## Objectif de l'exercice
Mettez à jour l'extrait à partir de "Je vous traite, en" jusqu'à "qui l'a dit." inclus. Remplacez "attrister" par "chagriner" et recopiez ce passage.

## Extrait source
========

Je n’ai pas reçu hier la confir mation que j’attendais, si impatiemment. Il me paraît clair que vous avez levé le siège de Silistrie, mais non pas que vous vous retirez des Principautés. Je crains que vous ne fassiez dans cette occasion-ci, ce que vous avez fait depuis le commencement de l'affaire, diplomatiquement et militairement, c’est-à-dire quelque chose d’indécis et d’incomplet un certain mélange d’ambition et de modération d'obstination et de concession, d'étalage guerrier et d’esprit non guerrier. Combinaison déplorable pour vous, et aussi pour l'Europe, car elle ne donne, ni à vous la victoire, ni à l’Europe la paix, et elle détruit à la fois l’idée de votre sagesse et celle de votre force. Tout l'orgueil Barbare possible, ne suffit pas pour tenir lieu d'habileté et de vigueur.
Je vous traite, en personne aussi impartiale, que moi je vous dis tout ce que je pense. Je me figure que, si je causais avec elle, je ferais admettre cela, même à la Princesse Kotschoubey qui a l’esprit juste, si elle a le coeur patriote. La vérité peut attrister, mais elle ne blesse pas quand il n’y a rien de blessant dans l’intention de celui qui l'a dit.

========

Données d'annotation d'images
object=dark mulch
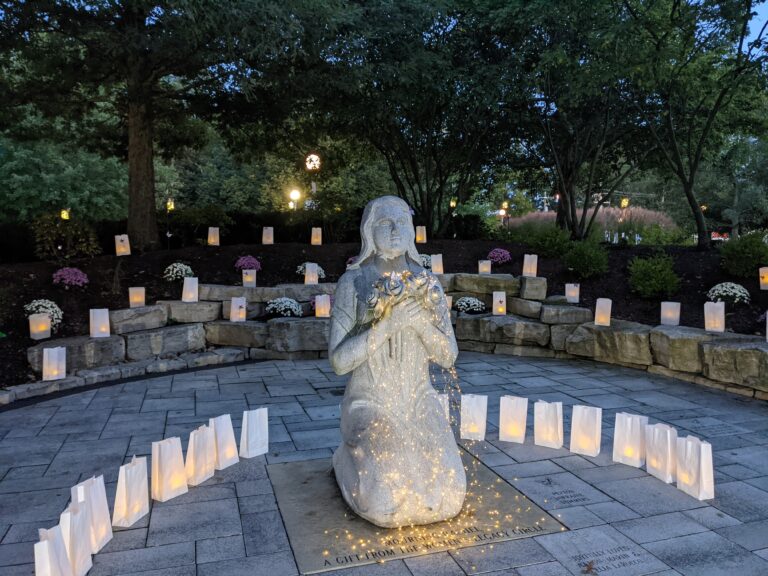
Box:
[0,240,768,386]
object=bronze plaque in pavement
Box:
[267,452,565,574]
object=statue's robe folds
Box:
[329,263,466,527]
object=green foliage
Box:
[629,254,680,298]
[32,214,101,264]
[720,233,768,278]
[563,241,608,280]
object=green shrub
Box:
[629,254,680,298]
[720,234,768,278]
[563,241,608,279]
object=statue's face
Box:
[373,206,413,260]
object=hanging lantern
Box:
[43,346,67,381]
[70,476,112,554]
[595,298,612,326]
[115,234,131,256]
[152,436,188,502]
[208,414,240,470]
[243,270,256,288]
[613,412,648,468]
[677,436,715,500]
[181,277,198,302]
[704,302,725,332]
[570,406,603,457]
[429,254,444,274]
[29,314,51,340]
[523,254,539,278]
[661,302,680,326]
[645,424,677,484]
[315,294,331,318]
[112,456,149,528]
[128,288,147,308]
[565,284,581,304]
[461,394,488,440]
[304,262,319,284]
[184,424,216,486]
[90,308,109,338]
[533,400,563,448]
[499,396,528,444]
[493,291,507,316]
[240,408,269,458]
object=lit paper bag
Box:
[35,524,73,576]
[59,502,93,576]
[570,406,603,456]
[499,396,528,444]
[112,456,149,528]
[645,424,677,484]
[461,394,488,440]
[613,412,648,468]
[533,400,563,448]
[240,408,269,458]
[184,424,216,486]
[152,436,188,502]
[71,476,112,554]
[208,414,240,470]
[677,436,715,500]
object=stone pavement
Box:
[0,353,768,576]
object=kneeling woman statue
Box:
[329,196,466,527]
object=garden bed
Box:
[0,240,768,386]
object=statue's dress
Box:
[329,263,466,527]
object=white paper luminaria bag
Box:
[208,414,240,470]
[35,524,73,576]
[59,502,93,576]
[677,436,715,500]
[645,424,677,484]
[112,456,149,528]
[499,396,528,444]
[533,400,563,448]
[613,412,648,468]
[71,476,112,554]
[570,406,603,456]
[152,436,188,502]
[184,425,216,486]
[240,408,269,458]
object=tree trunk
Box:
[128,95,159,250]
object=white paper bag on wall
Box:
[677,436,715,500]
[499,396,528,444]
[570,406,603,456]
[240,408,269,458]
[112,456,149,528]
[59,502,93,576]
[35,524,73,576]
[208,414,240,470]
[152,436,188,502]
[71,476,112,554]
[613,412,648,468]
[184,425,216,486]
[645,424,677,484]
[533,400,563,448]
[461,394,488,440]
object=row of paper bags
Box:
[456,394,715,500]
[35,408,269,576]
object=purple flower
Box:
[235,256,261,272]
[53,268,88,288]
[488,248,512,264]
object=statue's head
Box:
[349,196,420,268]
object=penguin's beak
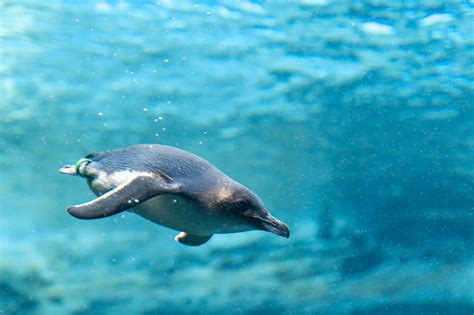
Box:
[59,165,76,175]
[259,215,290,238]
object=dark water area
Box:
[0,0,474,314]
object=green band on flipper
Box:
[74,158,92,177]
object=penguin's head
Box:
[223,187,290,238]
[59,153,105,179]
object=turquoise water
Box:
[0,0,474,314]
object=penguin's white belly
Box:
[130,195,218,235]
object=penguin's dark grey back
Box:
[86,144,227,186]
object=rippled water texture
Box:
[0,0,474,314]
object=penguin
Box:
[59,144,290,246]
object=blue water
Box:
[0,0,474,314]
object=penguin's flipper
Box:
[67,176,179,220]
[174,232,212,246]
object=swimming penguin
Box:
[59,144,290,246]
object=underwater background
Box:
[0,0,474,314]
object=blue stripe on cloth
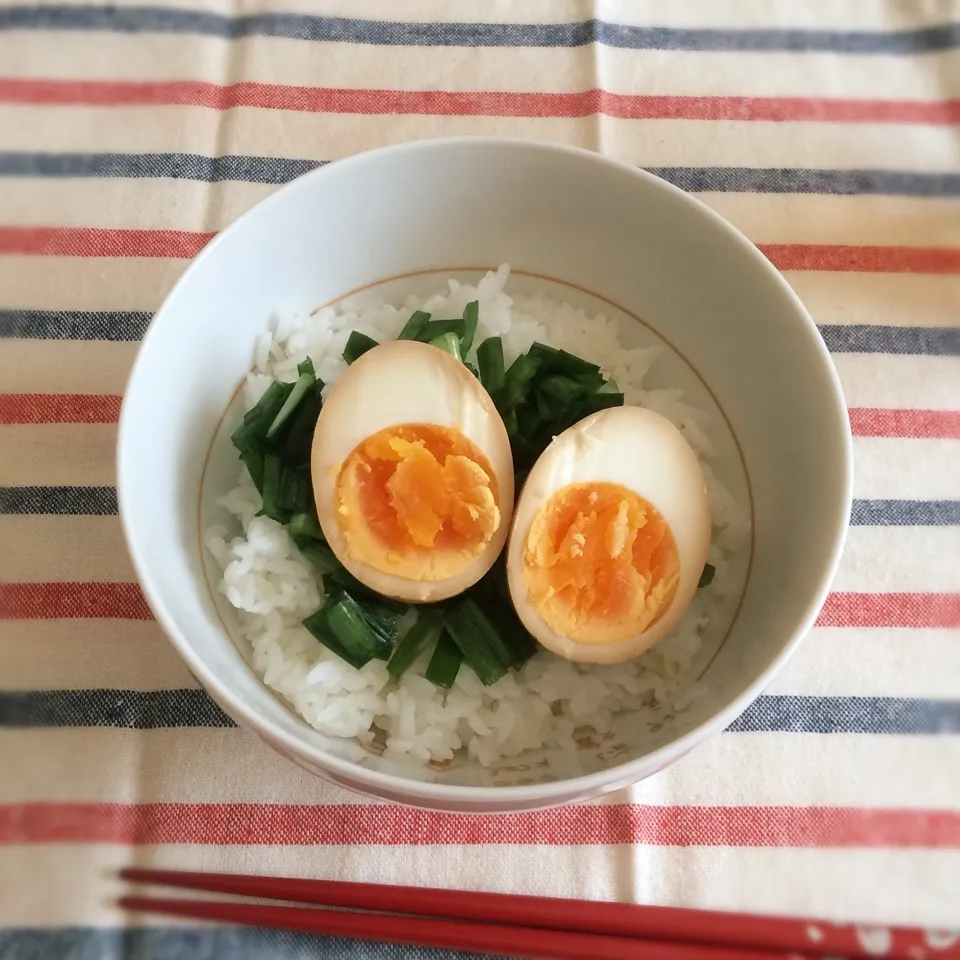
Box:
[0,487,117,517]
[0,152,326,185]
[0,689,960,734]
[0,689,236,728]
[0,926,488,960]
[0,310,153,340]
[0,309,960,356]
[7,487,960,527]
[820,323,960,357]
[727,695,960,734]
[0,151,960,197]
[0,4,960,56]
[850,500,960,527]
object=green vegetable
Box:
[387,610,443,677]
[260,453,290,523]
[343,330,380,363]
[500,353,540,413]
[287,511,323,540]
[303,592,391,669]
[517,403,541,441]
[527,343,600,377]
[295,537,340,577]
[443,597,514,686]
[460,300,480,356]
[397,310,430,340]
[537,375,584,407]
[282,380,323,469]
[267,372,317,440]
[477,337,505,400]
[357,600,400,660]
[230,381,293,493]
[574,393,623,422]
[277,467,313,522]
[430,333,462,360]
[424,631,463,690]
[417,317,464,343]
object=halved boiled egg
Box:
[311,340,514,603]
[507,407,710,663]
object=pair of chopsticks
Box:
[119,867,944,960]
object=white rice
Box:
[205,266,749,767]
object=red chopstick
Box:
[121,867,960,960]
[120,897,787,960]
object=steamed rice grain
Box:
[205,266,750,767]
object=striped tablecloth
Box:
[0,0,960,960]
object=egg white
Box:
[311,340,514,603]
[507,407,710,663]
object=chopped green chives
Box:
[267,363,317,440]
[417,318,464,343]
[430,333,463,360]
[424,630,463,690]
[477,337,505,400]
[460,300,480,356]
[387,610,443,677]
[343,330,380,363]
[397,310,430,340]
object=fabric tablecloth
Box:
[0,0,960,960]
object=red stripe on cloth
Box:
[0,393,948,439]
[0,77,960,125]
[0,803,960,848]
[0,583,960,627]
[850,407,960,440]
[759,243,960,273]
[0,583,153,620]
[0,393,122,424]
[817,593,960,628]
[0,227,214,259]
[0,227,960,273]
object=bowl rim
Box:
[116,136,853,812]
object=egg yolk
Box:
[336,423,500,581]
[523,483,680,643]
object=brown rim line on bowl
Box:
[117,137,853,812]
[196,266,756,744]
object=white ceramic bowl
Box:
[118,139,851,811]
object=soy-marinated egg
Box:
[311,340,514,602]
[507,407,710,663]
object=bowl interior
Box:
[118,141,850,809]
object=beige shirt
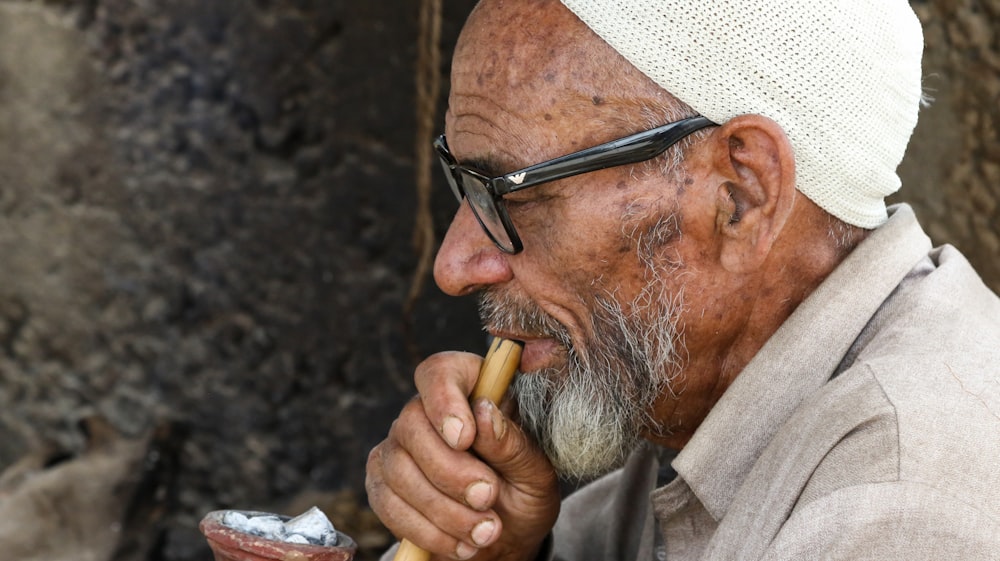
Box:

========

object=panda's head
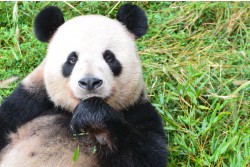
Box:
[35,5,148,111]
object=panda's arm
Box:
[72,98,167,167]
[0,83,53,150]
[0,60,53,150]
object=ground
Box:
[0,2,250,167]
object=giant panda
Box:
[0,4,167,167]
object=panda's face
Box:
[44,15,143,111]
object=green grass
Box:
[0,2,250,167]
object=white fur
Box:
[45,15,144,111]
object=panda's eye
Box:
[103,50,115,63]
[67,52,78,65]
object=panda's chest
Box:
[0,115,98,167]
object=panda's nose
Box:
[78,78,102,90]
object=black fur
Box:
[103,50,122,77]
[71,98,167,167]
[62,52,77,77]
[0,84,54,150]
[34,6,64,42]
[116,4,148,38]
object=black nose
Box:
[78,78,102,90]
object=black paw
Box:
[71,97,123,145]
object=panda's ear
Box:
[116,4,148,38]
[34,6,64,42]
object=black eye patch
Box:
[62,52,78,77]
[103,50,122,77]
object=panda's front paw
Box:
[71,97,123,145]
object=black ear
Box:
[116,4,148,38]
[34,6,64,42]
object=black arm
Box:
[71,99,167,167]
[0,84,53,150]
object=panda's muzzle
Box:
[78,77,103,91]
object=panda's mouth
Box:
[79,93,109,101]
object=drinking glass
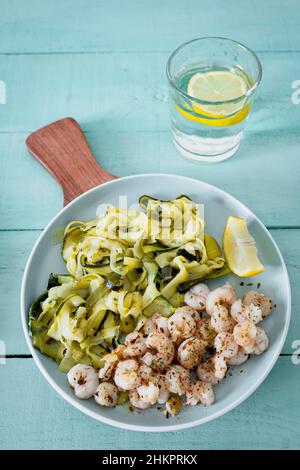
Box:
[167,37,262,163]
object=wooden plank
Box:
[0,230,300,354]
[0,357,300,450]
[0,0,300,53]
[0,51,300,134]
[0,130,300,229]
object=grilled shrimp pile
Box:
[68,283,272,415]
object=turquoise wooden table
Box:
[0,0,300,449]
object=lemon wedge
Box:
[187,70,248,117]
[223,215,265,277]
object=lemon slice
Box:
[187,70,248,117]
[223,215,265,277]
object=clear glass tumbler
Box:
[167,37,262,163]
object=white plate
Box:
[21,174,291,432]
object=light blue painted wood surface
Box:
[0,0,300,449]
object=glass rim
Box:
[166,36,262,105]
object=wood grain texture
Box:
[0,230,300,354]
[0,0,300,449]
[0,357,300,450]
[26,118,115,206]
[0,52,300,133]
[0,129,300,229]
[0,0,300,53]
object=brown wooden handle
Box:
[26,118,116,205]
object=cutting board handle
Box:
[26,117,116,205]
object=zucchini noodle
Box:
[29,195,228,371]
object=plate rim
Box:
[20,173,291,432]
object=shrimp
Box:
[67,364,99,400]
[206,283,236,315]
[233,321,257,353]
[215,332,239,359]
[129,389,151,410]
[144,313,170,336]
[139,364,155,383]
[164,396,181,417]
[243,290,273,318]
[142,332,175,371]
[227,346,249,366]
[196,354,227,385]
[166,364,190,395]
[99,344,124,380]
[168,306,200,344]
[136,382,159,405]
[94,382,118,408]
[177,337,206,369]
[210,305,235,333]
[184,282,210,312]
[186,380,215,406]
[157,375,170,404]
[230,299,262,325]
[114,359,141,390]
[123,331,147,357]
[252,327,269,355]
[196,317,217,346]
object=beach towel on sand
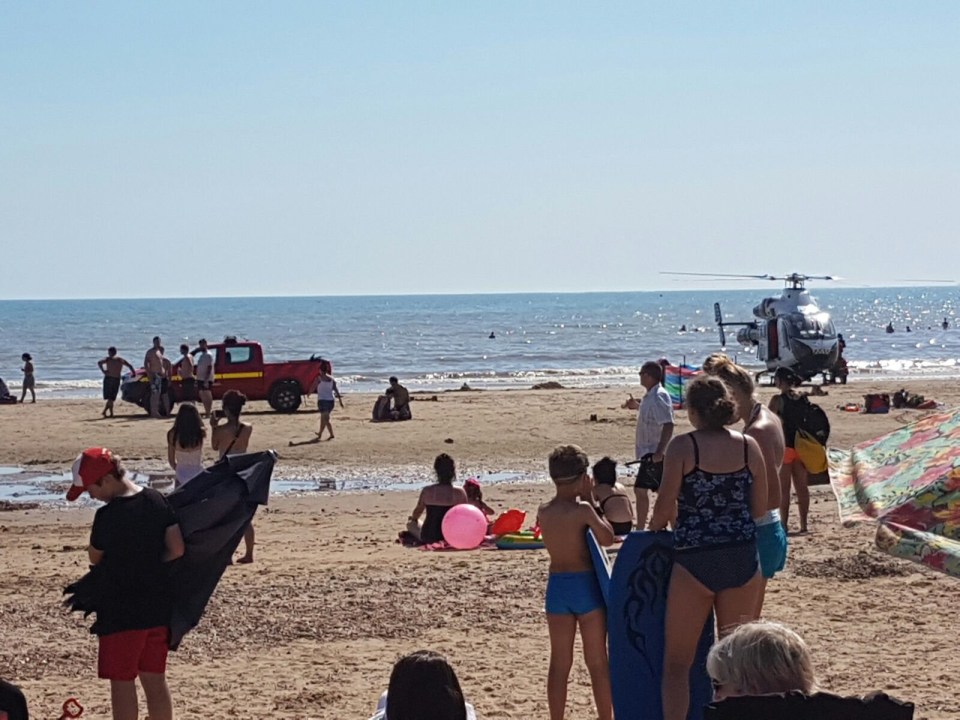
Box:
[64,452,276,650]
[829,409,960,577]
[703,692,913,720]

========

## Solution proposée
Je vous traite, en personne aussi impartiale, que moi je vous dis tout ce que je pense. Je me figure que, si je causais avec elle, je ferais admettre cela, même à la Princesse Kotschoubey qui a l’esprit juste, si elle a le coeur patriote. La vérité peut chagriner, mais elle ne blesse pas quand il n’y a rien de blessant dans l’intention de celui qui l'a dit.